(Records from a dataset)
========================================================================

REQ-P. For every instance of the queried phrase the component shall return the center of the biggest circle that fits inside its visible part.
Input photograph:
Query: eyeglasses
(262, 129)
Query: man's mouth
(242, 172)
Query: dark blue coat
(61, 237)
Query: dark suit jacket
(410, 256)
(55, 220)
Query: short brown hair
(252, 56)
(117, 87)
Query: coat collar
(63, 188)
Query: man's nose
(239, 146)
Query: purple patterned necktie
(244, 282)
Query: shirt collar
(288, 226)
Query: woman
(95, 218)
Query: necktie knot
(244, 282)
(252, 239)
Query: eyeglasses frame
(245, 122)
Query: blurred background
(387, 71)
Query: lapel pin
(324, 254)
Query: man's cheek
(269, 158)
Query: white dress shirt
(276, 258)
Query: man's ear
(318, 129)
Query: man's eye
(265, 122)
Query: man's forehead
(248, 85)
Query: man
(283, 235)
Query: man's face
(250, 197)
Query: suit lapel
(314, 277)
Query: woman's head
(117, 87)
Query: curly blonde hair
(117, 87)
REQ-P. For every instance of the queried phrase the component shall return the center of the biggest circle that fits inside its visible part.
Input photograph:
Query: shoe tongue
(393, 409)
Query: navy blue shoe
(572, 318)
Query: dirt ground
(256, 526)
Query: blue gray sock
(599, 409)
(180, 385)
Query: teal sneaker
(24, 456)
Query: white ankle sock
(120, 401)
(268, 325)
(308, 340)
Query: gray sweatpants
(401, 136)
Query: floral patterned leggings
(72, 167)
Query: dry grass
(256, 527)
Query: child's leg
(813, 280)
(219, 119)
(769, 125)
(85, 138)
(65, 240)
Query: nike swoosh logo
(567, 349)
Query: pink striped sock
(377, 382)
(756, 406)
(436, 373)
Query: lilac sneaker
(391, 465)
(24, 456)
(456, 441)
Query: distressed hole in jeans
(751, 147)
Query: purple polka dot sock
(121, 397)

========================================================================

* **Goal of the exercise**
Repeat every entry above exactly, leaving nothing out.

* **Solution to this problem**
REQ-P. For every instance of the queried phrase the component shall return the center of the biggest circle that fits inside its visible part.
Input photograph:
Query: eyeglasses
(262, 129)
Query: man's mouth
(242, 172)
Query: dark blue coat
(61, 237)
Query: dark suit jacket
(410, 256)
(55, 220)
Query: short brown hair
(252, 56)
(117, 87)
Query: coat collar
(63, 188)
Query: man's nose
(239, 146)
Query: purple patterned necktie
(244, 282)
Query: shirt collar
(288, 226)
Query: woman
(95, 218)
Query: necktie knot
(244, 282)
(252, 239)
Query: eyeglasses frame
(245, 122)
Query: blurred background
(387, 71)
Query: lapel pin
(324, 254)
Query: man's cheek
(269, 158)
Query: white dress shirt
(276, 258)
Query: man's ear
(318, 129)
Query: man's eye
(265, 122)
Query: man's forehead
(248, 85)
Query: man
(283, 235)
Query: man's face
(250, 197)
Query: suit lapel
(314, 277)
Query: woman's head
(117, 87)
Query: curly blonde hair
(117, 87)
REQ-P. For every instance of the queried phrase the component shall return the center of the biggest circle that fits inside its visible part.
Input photograph:
Query: shoe tongue
(393, 409)
Query: navy blue shoe
(572, 318)
Query: dirt ground
(256, 526)
Query: blue gray sock
(599, 409)
(180, 385)
Query: teal sneaker
(24, 456)
Query: white ankle sock
(120, 401)
(268, 325)
(308, 340)
Query: gray sweatpants
(401, 136)
Query: floral patterned leggings
(72, 167)
Query: dry grass
(256, 527)
Query: child's leg
(813, 280)
(219, 119)
(769, 125)
(85, 138)
(65, 240)
Query: nike swoosh logo
(567, 349)
Query: pink striped sock
(377, 382)
(756, 406)
(436, 373)
Query: lilac sneaker
(391, 465)
(24, 456)
(456, 441)
Query: distressed hole in jeans
(751, 147)
Query: purple polka dot sock
(121, 397)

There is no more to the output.